GOAL -> Please recast every row below as a Markdown table with the columns Number and Line, numbering each line, skipping blank lines, and leaving out the pictures.

◆ ◆ ◆ ◆

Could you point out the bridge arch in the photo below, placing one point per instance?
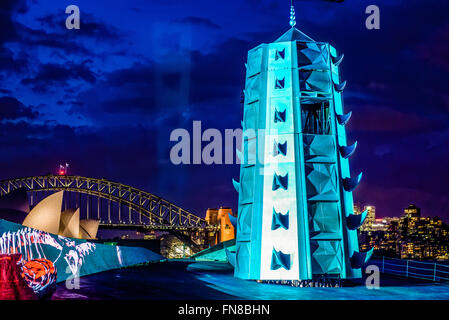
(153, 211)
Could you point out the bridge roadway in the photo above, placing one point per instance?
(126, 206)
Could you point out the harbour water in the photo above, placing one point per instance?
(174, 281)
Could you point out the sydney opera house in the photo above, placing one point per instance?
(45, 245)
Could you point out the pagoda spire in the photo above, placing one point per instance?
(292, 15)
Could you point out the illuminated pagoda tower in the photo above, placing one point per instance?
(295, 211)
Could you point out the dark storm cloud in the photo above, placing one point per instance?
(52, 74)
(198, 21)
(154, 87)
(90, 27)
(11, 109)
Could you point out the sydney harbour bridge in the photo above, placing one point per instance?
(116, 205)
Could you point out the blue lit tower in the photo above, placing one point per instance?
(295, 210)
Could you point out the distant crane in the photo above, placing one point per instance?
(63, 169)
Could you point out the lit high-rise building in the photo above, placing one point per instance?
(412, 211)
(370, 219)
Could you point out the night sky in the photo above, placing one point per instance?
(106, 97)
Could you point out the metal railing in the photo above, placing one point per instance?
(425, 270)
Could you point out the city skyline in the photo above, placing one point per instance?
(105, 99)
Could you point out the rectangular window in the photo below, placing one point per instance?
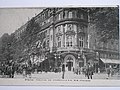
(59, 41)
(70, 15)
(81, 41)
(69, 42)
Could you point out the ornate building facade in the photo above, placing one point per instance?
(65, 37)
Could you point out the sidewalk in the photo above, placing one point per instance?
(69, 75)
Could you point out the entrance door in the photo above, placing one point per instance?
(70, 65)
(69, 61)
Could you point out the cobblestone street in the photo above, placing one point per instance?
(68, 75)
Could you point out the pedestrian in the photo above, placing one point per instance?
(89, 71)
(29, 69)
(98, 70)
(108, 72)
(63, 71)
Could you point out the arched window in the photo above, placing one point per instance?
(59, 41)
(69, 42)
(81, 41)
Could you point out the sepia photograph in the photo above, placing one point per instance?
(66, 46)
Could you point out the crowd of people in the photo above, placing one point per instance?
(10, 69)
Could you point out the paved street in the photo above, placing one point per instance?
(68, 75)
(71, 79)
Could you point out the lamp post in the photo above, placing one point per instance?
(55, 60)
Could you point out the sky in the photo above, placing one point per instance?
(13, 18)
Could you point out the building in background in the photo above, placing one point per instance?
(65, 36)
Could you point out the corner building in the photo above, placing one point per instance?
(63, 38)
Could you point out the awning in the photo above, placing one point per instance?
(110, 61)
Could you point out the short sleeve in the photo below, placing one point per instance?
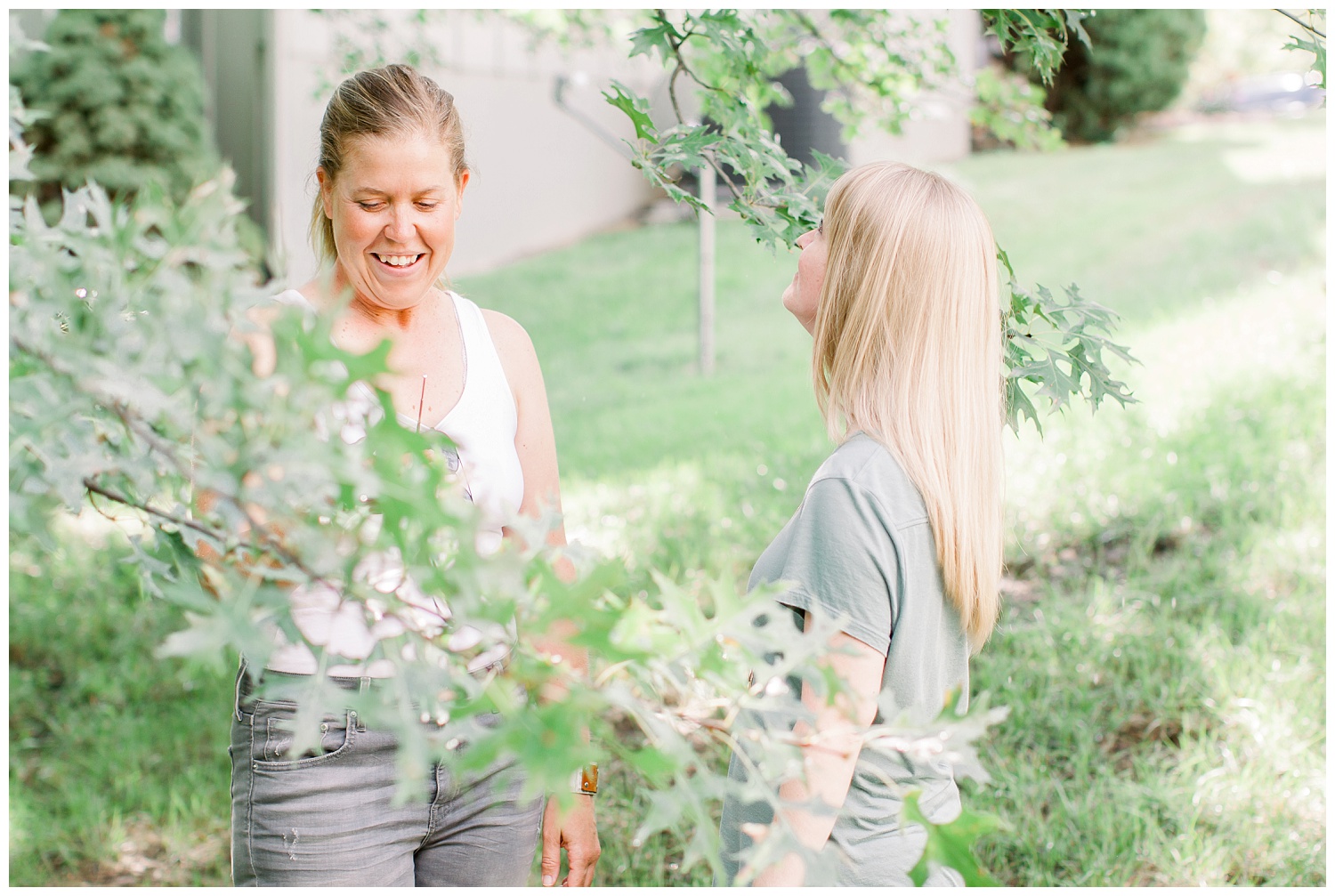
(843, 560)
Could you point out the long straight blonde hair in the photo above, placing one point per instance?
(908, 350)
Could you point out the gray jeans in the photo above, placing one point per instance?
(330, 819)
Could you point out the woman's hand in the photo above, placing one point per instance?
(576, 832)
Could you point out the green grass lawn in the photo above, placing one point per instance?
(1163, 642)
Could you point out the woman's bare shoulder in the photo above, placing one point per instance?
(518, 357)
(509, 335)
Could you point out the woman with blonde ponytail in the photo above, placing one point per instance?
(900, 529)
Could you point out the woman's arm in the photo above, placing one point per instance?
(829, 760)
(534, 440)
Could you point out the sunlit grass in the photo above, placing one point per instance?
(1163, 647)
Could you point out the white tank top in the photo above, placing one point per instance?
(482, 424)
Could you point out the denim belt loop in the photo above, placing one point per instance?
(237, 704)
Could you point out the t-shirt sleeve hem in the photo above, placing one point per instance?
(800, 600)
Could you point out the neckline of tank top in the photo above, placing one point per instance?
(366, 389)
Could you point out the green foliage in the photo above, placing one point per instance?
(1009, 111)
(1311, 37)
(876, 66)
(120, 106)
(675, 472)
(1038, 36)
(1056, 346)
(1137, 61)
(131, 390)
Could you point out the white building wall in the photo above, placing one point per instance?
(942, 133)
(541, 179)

◆ ◆ ◆ ◆

EXERCISE ANSWER ->
| Number | Line |
|---|---|
| 1 | Could you point out the bridge arch in the photo below, placing one point per instance? |
| 2 | (153, 211) |
| 3 | Could you point out the bridge roadway in the photo above, placing one point per instance? |
| 4 | (126, 206) |
| 5 | Could you point out the harbour water in the photo above, placing one point per instance? |
| 6 | (174, 281) |
| 7 | Could you point out the sydney opera house in the photo above, placing one point per instance? |
| 8 | (45, 245) |
| 9 | Could you point out the pagoda spire in the photo above, placing one point per instance? |
| 10 | (292, 15) |
| 11 | Could you point out the illuminated pagoda tower in the photo above, placing one point per instance? |
| 12 | (295, 211) |
| 13 | Could you point out the dark storm cloud in the photo above, placing one point per instance? |
| 14 | (52, 74) |
| 15 | (198, 21) |
| 16 | (154, 87) |
| 17 | (90, 27) |
| 18 | (11, 109) |
| 19 | Could you point out the sydney harbour bridge in the photo above, placing one point per instance? |
| 20 | (116, 205) |
| 21 | Could you point out the blue lit tower in the photo above, placing one point per instance? |
| 22 | (295, 210) |
| 23 | Could you point out the distant crane in the photo above, placing one point per instance? |
| 24 | (63, 169) |
| 25 | Could you point out the lit high-rise building in the photo above, placing one point per instance? |
| 26 | (412, 211) |
| 27 | (370, 219) |
| 28 | Could you point out the night sky in the photo above, placing one point per instance? |
| 29 | (106, 97) |
| 30 | Could you point out the metal railing in the photo above, placing one point per instance? |
| 31 | (425, 270) |
| 32 | Could you point out the city skyline in the photo above, placing one point per instance? |
| 33 | (105, 99) |
| 34 | Could you point out the rectangular window in the photo below, placing one point per instance? |
| 35 | (59, 41) |
| 36 | (70, 15) |
| 37 | (81, 41) |
| 38 | (69, 42) |
| 39 | Could you point out the ornate building facade in the photo above, placing one point per instance? |
| 40 | (65, 37) |
| 41 | Could you point out the sidewalk in the photo above, placing one point per instance? |
| 42 | (69, 75) |
| 43 | Could you point out the entrance door in the photo above, placing one point per instance? |
| 44 | (70, 65) |
| 45 | (69, 61) |
| 46 | Could you point out the cobblestone street in the photo above, placing one point per instance? |
| 47 | (68, 75) |
| 48 | Could you point out the pedestrian in the photo above, placing one point per instance? |
| 49 | (89, 71) |
| 50 | (29, 69) |
| 51 | (98, 70) |
| 52 | (108, 72) |
| 53 | (63, 71) |
| 54 | Could you point out the arched window in the photo above, placing one point per instance? |
| 55 | (59, 41) |
| 56 | (69, 42) |
| 57 | (81, 41) |
| 58 | Could you point out the sepia photograph in the photo above, placing one point per instance? |
| 59 | (66, 46) |
| 60 | Could you point out the crowd of people in the photo above, placing one point per instance? |
| 61 | (10, 69) |
| 62 | Could you point out the paved street in the photo above, placing one point per instance? |
| 63 | (68, 75) |
| 64 | (71, 79) |
| 65 | Could you point out the lamp post in the photo above, placing one point per instance? |
| 66 | (55, 60) |
| 67 | Could you point out the sky in the photo above, placing one point per instance? |
| 68 | (13, 18) |
| 69 | Could you point out the building in background in the photo above, placing one point per instance? |
| 70 | (65, 36) |
| 71 | Could you point out the corner building in the photo above, placing one point per instance? |
| 72 | (63, 38) |
| 73 | Could you point out the awning in the photo above, placing one point per instance? |
| 74 | (110, 61) |
| 75 | Could you point out the short sleeve in the photo below, placing one point per instance? |
| 76 | (843, 560) |
| 77 | Could you point out the long straight blonde hair in the photo above, placing one point per instance? |
| 78 | (908, 350) |
| 79 | Could you point out the gray jeans in the photo above, placing one point per instance? |
| 80 | (330, 819) |
| 81 | Could you point out the woman's hand in the photo above, placing one point per instance? |
| 82 | (576, 832) |
| 83 | Could you point out the green grass lawn in the photo above, placing one point per instance? |
| 84 | (1163, 642) |
| 85 | Could you point out the woman's bare shoulder in the photo above, placing one point per instance? |
| 86 | (518, 357) |
| 87 | (509, 335) |
| 88 | Could you point out the woman with blonde ponytail in the photo above, placing one point per instance? |
| 89 | (900, 529) |
| 90 | Could you point out the woman's arm in the photo above, placing one point per instance? |
| 91 | (829, 760) |
| 92 | (534, 440) |
| 93 | Could you point out the sunlit grass in the photo above, placing one point per instance? |
| 94 | (1163, 647) |
| 95 | Could you point out the white tank top in the photo above, placing one point per instance? |
| 96 | (482, 424) |
| 97 | Could you point out the denim belt loop in the photo above, placing one point per instance? |
| 98 | (237, 704) |
| 99 | Could you point out the t-shirt sleeve hem in the photo above, placing one point per instance? |
| 100 | (800, 600) |
| 101 | Could you point out the neckline of tank top in the photo above, placing one point per instance? |
| 102 | (366, 389) |
| 103 | Could you point out the green foliage in the photo above, placing one point per instance? |
| 104 | (1009, 111) |
| 105 | (1311, 37) |
| 106 | (876, 66) |
| 107 | (120, 106) |
| 108 | (675, 472) |
| 109 | (1038, 36) |
| 110 | (1056, 346) |
| 111 | (1137, 61) |
| 112 | (131, 390) |
| 113 | Could you point out the white building wall in the photo above, placing one point per instance? |
| 114 | (942, 133) |
| 115 | (541, 179) |